Each entry must appear again exactly as it does in the source.

>> begin GIVEN INFORMATION

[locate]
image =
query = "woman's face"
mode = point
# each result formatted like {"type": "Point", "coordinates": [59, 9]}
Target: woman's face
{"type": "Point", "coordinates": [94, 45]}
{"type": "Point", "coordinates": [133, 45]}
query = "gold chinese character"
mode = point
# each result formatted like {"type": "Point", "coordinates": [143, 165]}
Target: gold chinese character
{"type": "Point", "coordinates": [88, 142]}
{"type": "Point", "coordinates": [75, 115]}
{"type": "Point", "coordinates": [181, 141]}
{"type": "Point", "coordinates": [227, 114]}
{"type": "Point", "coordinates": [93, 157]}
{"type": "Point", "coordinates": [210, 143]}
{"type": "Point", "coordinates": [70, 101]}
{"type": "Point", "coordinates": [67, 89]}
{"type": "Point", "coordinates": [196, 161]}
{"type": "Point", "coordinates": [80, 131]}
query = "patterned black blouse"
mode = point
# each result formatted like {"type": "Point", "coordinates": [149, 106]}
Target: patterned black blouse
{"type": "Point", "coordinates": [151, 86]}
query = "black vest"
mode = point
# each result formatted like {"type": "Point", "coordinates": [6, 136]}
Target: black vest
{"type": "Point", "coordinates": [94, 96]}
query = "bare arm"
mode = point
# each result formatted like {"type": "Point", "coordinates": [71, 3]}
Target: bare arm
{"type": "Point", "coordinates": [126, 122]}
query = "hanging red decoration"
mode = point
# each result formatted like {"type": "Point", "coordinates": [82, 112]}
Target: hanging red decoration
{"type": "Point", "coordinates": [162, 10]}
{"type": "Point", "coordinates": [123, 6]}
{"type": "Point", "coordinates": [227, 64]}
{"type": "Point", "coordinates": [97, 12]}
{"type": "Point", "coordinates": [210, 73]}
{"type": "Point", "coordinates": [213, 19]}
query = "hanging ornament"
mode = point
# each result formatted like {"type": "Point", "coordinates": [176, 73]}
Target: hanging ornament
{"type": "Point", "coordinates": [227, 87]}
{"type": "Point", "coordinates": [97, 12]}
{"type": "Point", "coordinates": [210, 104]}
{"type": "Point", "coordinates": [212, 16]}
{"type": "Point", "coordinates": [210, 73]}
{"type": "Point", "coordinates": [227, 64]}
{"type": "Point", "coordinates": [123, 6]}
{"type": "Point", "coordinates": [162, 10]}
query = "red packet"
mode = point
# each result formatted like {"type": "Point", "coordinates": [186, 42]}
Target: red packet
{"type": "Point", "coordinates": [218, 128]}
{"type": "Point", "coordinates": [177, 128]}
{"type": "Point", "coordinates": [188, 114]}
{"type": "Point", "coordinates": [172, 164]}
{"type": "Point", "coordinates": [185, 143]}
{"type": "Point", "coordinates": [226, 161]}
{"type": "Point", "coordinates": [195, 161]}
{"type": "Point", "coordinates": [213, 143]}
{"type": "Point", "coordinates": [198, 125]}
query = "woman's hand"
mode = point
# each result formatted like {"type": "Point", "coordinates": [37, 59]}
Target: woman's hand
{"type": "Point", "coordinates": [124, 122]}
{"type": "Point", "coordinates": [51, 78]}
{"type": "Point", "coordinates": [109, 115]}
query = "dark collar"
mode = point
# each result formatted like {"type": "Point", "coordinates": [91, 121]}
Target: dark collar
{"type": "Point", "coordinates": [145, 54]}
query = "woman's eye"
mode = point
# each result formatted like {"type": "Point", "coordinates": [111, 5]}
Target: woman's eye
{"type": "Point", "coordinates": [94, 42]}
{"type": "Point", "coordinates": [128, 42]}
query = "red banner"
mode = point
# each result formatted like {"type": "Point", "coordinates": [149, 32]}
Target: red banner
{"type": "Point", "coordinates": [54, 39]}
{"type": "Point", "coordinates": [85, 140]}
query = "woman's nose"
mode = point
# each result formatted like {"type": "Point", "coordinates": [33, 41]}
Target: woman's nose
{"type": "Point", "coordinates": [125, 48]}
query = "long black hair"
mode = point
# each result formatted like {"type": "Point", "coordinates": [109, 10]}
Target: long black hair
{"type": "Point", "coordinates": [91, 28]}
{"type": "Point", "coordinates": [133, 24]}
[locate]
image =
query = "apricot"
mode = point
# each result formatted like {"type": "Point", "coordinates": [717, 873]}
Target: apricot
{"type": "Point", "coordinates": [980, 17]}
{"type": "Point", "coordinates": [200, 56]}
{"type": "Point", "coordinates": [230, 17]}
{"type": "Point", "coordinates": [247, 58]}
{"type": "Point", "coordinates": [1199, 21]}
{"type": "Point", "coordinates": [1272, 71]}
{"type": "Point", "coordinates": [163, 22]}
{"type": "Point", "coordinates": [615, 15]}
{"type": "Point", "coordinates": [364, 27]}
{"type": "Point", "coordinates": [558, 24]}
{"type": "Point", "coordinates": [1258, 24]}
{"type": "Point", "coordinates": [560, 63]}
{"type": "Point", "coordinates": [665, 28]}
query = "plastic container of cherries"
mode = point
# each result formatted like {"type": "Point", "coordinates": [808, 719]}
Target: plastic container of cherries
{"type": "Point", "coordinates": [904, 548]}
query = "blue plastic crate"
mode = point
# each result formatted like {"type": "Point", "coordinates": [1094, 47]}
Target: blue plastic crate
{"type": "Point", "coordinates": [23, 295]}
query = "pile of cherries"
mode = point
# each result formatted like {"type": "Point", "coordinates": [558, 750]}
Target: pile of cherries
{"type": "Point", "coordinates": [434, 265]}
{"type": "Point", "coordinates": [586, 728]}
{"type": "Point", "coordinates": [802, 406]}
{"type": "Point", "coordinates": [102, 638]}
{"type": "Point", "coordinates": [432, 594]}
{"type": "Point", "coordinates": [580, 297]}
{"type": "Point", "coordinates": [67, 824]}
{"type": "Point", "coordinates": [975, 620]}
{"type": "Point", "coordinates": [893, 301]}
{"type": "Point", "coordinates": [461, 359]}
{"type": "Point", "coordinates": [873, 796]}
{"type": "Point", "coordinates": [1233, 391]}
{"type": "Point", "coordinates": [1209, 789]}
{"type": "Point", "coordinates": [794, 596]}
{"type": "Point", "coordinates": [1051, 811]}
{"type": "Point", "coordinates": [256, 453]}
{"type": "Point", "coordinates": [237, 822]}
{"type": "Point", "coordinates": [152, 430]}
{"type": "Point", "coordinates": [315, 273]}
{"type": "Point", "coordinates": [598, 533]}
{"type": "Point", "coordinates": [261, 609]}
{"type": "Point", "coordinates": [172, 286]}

>> end GIVEN INFORMATION

• [REPLY TO THE TASK]
[locate]
image =
query = "woman's face"
mode = point
# each result formatted like {"type": "Point", "coordinates": [59, 9]}
Target: woman's face
{"type": "Point", "coordinates": [94, 45]}
{"type": "Point", "coordinates": [133, 45]}
query = "gold chinese character"
mode = point
# each result formatted like {"type": "Point", "coordinates": [143, 165]}
Target: gold chinese character
{"type": "Point", "coordinates": [88, 142]}
{"type": "Point", "coordinates": [75, 115]}
{"type": "Point", "coordinates": [181, 141]}
{"type": "Point", "coordinates": [227, 114]}
{"type": "Point", "coordinates": [93, 157]}
{"type": "Point", "coordinates": [210, 143]}
{"type": "Point", "coordinates": [70, 101]}
{"type": "Point", "coordinates": [67, 89]}
{"type": "Point", "coordinates": [196, 161]}
{"type": "Point", "coordinates": [80, 131]}
query = "patterned black blouse"
mode = point
# each result formatted like {"type": "Point", "coordinates": [149, 106]}
Target: patterned black blouse
{"type": "Point", "coordinates": [151, 86]}
query = "black vest"
mode = point
# each result formatted like {"type": "Point", "coordinates": [6, 136]}
Target: black vest
{"type": "Point", "coordinates": [94, 96]}
query = "bare arm"
mode = point
# each result formatted like {"type": "Point", "coordinates": [71, 3]}
Target: bare arm
{"type": "Point", "coordinates": [126, 122]}
query = "hanging red decoration"
mode = point
# each result formatted like {"type": "Point", "coordinates": [82, 112]}
Target: hanging red decoration
{"type": "Point", "coordinates": [162, 10]}
{"type": "Point", "coordinates": [123, 6]}
{"type": "Point", "coordinates": [227, 64]}
{"type": "Point", "coordinates": [97, 12]}
{"type": "Point", "coordinates": [210, 73]}
{"type": "Point", "coordinates": [213, 19]}
query = "hanging ornament"
mode = point
# each result formatted like {"type": "Point", "coordinates": [176, 73]}
Target: hanging ornament
{"type": "Point", "coordinates": [227, 87]}
{"type": "Point", "coordinates": [97, 12]}
{"type": "Point", "coordinates": [210, 104]}
{"type": "Point", "coordinates": [212, 16]}
{"type": "Point", "coordinates": [210, 73]}
{"type": "Point", "coordinates": [227, 64]}
{"type": "Point", "coordinates": [123, 6]}
{"type": "Point", "coordinates": [162, 10]}
query = "red packet"
mode = point
# each result formatted like {"type": "Point", "coordinates": [186, 42]}
Target: red packet
{"type": "Point", "coordinates": [218, 128]}
{"type": "Point", "coordinates": [177, 128]}
{"type": "Point", "coordinates": [188, 114]}
{"type": "Point", "coordinates": [172, 164]}
{"type": "Point", "coordinates": [185, 143]}
{"type": "Point", "coordinates": [226, 161]}
{"type": "Point", "coordinates": [195, 161]}
{"type": "Point", "coordinates": [213, 143]}
{"type": "Point", "coordinates": [198, 125]}
query = "woman's hand"
mode = point
# each result formatted like {"type": "Point", "coordinates": [37, 59]}
Target: woman's hand
{"type": "Point", "coordinates": [124, 122]}
{"type": "Point", "coordinates": [51, 78]}
{"type": "Point", "coordinates": [109, 115]}
query = "dark collar"
mode = point
# each result formatted like {"type": "Point", "coordinates": [91, 121]}
Target: dark collar
{"type": "Point", "coordinates": [145, 54]}
query = "woman's eye"
mode = point
# each result formatted like {"type": "Point", "coordinates": [111, 5]}
Target: woman's eye
{"type": "Point", "coordinates": [94, 42]}
{"type": "Point", "coordinates": [128, 42]}
query = "red banner"
mode = point
# each result formatted like {"type": "Point", "coordinates": [149, 32]}
Target: red banner
{"type": "Point", "coordinates": [54, 39]}
{"type": "Point", "coordinates": [85, 140]}
query = "woman's nose"
mode = point
# each result formatted like {"type": "Point", "coordinates": [33, 41]}
Target: woman's nose
{"type": "Point", "coordinates": [125, 48]}
query = "long black hair"
mode = point
# each result formatted like {"type": "Point", "coordinates": [109, 10]}
Target: long black hair
{"type": "Point", "coordinates": [91, 28]}
{"type": "Point", "coordinates": [133, 24]}
[locate]
image =
query = "apricot"
mode = point
# each result formatted like {"type": "Point", "coordinates": [717, 873]}
Target: apricot
{"type": "Point", "coordinates": [980, 17]}
{"type": "Point", "coordinates": [200, 56]}
{"type": "Point", "coordinates": [230, 17]}
{"type": "Point", "coordinates": [247, 58]}
{"type": "Point", "coordinates": [1199, 21]}
{"type": "Point", "coordinates": [1272, 71]}
{"type": "Point", "coordinates": [163, 22]}
{"type": "Point", "coordinates": [615, 15]}
{"type": "Point", "coordinates": [364, 27]}
{"type": "Point", "coordinates": [558, 24]}
{"type": "Point", "coordinates": [1258, 24]}
{"type": "Point", "coordinates": [560, 63]}
{"type": "Point", "coordinates": [665, 28]}
query = "plastic container of cherries"
mode = point
# each result formatted like {"type": "Point", "coordinates": [808, 719]}
Target: plastic container of cherries
{"type": "Point", "coordinates": [904, 548]}
query = "blue plastic crate"
mode = point
# each result formatted like {"type": "Point", "coordinates": [1094, 47]}
Target: blue plastic crate
{"type": "Point", "coordinates": [23, 295]}
query = "pile of cherries"
mode = point
# each result formatted like {"type": "Point", "coordinates": [558, 750]}
Target: pile of cherries
{"type": "Point", "coordinates": [434, 265]}
{"type": "Point", "coordinates": [586, 728]}
{"type": "Point", "coordinates": [802, 406]}
{"type": "Point", "coordinates": [102, 638]}
{"type": "Point", "coordinates": [432, 594]}
{"type": "Point", "coordinates": [580, 297]}
{"type": "Point", "coordinates": [67, 824]}
{"type": "Point", "coordinates": [975, 620]}
{"type": "Point", "coordinates": [893, 301]}
{"type": "Point", "coordinates": [461, 359]}
{"type": "Point", "coordinates": [873, 796]}
{"type": "Point", "coordinates": [1233, 391]}
{"type": "Point", "coordinates": [1209, 789]}
{"type": "Point", "coordinates": [794, 596]}
{"type": "Point", "coordinates": [1051, 811]}
{"type": "Point", "coordinates": [256, 453]}
{"type": "Point", "coordinates": [237, 822]}
{"type": "Point", "coordinates": [152, 430]}
{"type": "Point", "coordinates": [315, 273]}
{"type": "Point", "coordinates": [598, 533]}
{"type": "Point", "coordinates": [261, 609]}
{"type": "Point", "coordinates": [172, 286]}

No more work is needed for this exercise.